> [WORK REQUIRED] In the records below, the line containing "Consider the photo above. For every instance of the muddy" is the first to keep. Retype it and all later lines exactly, through the end.

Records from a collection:
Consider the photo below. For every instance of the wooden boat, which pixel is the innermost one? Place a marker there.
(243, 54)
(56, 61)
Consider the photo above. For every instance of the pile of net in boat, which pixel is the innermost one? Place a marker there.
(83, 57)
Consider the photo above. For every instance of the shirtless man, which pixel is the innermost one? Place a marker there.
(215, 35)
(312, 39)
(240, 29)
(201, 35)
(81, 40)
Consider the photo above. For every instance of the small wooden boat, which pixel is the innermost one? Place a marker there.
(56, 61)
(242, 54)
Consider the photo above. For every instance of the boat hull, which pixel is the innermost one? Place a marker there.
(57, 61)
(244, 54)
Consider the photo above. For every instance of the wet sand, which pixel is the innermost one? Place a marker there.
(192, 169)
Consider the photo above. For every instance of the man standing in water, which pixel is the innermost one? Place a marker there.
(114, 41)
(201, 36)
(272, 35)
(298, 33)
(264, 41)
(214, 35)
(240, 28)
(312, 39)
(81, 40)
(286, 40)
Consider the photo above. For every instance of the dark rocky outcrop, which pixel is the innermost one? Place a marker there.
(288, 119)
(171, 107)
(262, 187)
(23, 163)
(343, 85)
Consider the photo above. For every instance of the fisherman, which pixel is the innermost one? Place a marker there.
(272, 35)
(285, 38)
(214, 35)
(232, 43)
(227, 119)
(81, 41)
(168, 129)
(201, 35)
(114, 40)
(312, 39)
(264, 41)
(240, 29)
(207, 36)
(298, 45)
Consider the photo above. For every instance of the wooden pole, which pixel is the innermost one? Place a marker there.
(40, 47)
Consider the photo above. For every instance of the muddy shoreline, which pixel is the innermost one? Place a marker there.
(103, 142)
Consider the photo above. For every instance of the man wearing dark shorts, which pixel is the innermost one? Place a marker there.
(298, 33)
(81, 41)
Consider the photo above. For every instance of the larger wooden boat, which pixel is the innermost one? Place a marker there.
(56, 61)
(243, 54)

> [ANSWER BELOW]
Consider the photo above. For every instance of the muddy shoreline, which pixel is the innermost one? Place a marker there.
(103, 142)
Consider the photo above. For every instance of the man wearing dark shorts, which pixel is the innermost one? Place a marker there.
(298, 33)
(81, 41)
Consider the photo above. For every instance of the larger wooden boat, which pixel is the innermost one? Place a marker there.
(56, 61)
(243, 54)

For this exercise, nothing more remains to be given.